What you should do - Every line of the material below should be repeated exactly.
=-=-=
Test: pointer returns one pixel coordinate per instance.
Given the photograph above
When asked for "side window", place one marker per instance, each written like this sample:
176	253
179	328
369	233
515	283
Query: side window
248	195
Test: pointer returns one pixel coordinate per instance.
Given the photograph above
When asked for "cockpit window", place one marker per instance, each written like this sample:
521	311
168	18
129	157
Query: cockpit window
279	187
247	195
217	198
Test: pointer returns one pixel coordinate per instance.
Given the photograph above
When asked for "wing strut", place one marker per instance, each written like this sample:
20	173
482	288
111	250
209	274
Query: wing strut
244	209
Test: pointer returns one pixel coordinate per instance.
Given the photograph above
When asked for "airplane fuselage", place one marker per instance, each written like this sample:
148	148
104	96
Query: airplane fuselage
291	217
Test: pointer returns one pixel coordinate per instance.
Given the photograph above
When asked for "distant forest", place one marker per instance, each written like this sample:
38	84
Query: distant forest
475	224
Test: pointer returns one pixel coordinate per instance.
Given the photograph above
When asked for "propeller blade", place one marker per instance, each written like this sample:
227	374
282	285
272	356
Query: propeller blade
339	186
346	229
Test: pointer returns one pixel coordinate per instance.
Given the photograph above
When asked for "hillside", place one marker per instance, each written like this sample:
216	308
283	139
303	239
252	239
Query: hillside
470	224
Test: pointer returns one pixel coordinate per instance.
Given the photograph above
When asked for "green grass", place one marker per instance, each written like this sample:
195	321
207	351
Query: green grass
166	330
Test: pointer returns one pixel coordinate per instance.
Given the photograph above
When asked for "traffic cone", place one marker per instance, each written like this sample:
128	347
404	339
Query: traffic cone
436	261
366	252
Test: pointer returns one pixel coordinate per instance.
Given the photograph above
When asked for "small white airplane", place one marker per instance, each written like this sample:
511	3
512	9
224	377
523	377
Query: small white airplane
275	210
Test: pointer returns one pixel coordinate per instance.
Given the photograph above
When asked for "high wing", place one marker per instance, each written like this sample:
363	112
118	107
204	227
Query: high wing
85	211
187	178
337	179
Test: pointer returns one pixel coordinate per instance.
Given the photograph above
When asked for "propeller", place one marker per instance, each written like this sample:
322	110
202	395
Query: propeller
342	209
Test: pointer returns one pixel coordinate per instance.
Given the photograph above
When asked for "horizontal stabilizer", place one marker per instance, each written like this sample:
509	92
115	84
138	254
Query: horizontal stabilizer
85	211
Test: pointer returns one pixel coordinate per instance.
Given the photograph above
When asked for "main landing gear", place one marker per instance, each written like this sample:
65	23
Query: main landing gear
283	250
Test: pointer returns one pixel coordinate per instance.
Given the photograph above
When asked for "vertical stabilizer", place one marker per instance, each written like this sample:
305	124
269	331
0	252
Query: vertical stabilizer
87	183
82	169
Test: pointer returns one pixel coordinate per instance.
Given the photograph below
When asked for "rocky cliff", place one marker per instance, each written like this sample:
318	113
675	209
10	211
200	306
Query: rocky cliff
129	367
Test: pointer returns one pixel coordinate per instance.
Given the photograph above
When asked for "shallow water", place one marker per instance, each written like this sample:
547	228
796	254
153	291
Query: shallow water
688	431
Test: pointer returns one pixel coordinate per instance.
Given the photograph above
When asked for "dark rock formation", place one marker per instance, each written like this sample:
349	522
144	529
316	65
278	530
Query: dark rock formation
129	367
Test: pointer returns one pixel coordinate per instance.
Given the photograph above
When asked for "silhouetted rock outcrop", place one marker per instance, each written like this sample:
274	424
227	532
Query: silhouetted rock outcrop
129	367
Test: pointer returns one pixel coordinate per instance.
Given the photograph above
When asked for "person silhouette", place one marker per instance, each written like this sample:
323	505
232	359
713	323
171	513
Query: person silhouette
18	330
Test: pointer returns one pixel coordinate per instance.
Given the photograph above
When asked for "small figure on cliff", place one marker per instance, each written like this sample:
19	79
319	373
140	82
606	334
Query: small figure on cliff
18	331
=-=-=
Response -
Test: pointer returns one pixel coordinate per instance.
Given the photograph above
When asked for "side window", place one marker per instance, each written like this sample:
176	253
179	328
369	233
515	283
Query: side window
248	195
Test: pointer returns one pixel coordinate per instance.
Given the photograph above
When asked for "cockpit window", place one marker per instance, each written like this sample:
521	311
168	18
129	157
Query: cockpit window
279	187
247	195
217	198
Test: pointer returns one pixel coordinate per instance.
Given the photograph above
When asked for "wing strut", place one marker per instance, each written like this sample:
20	173
482	288
111	250
209	274
Query: wing strut
244	209
Test: pointer returns one pixel coordinate per instance.
Given the photograph above
When asked for "airplane fuselage", place one marker per instance, each written like this sample:
148	148
104	96
Query: airplane fuselage
291	217
Test: pointer returns one pixel coordinate per instance.
Given the photograph above
When asked for "distant forest", place one marker per instance, each written like this sample:
38	84
Query: distant forest
475	224
Test: pointer returns one pixel coordinate per instance.
Given the photograph above
When asked for "propeller blade", place one marker per instance, each written like this sample:
227	374
282	285
272	356
Query: propeller blade
339	186
346	229
Test: pointer returns one pixel coordinate per instance.
Given the photograph above
When asked for "hillside", place one marker per instance, each written like this sample:
216	308
283	139
303	239
252	239
Query: hillside
470	224
Test: pointer returns one pixel coordinate per instance.
Given the photograph above
When asked for "green grass", place one marker per instance, each written like this sample:
195	321
207	351
Query: green grass
166	330
Test: pointer returns one pixel coordinate per instance.
Given the photograph above
When asked for "traffic cone", place one marker per instance, each written like this sample:
128	347
404	339
Query: traffic cone
436	261
366	252
Test: pointer returns one pixel coordinate per instance.
Given the photograph above
When asked for "small white airplane", place one marker per instance, each written like this sample:
511	3
512	9
224	377
523	377
Query: small white airplane
275	210
Test: pointer returns one pixel coordinate per instance.
Given the photograph above
When asked for "high wing", place one marker per instance, each written like this sample:
363	112
118	107
204	227
Query: high wing
85	211
187	178
337	179
Test: pointer returns one pixel coordinate per instance.
Given the photograph above
When asked for "propeller", place one marker per instance, each written like this sample:
322	110
202	395
Query: propeller
342	209
Test: pointer returns one pixel coordinate per instance.
Given the photograph above
When asked for "horizontal stabilizer", place one marker per instance, each written like this sample:
509	92
115	84
138	254
Query: horizontal stabilizer
85	211
Test: pointer returns one pixel coordinate per instance.
Given the photograph above
When asked for "main landing gear", place one marker per instance, each written like this sample:
65	23
Query: main landing gear
283	250
Test: pointer returns one pixel coordinate per instance.
Given the photograph above
When asked for "vertical stabilizer", place one marker per instance, each written like this sample:
305	124
269	331
0	252
Query: vertical stabilizer
87	183
82	169
Test: pointer returns one pixel coordinate per instance.
Given the photograph below
When asked for "rocky cliff", place one marker per instance, each written like this sample:
318	113
675	209
10	211
200	306
Query: rocky cliff
129	367
Test: pointer returns one pixel coordinate per instance.
Given the photograph above
When asked for "shallow water", place one marker per instance, each written like this sample:
547	228
796	254
153	291
Query: shallow water
688	431
Test: pointer returns one pixel coordinate per instance.
Given the photograph above
When asked for "dark rock formation", place one marker per instance, each written like this sample:
349	522
144	529
316	65
278	530
Query: dark rock formation
129	367
Test: pointer returns one pixel coordinate per instance.
Given the photograph above
When asked for "silhouetted rock outcrop", place one marker per instance, each written like this sample:
274	424
227	532
Query: silhouetted rock outcrop
129	367
Test: pointer returns one pixel coordinate per instance.
Given the photograph above
When asked for "person silhouette", place one marker per instance, each written like this sample:
323	505
232	359
713	323
171	513
Query: person silhouette
18	330
Test: pointer returns one pixel coordinate per instance.
Given the photograph above
When asked for "small figure on cliff", place one marker per instance, each written like this sample:
19	79
319	373
140	82
606	334
Query: small figure on cliff
18	331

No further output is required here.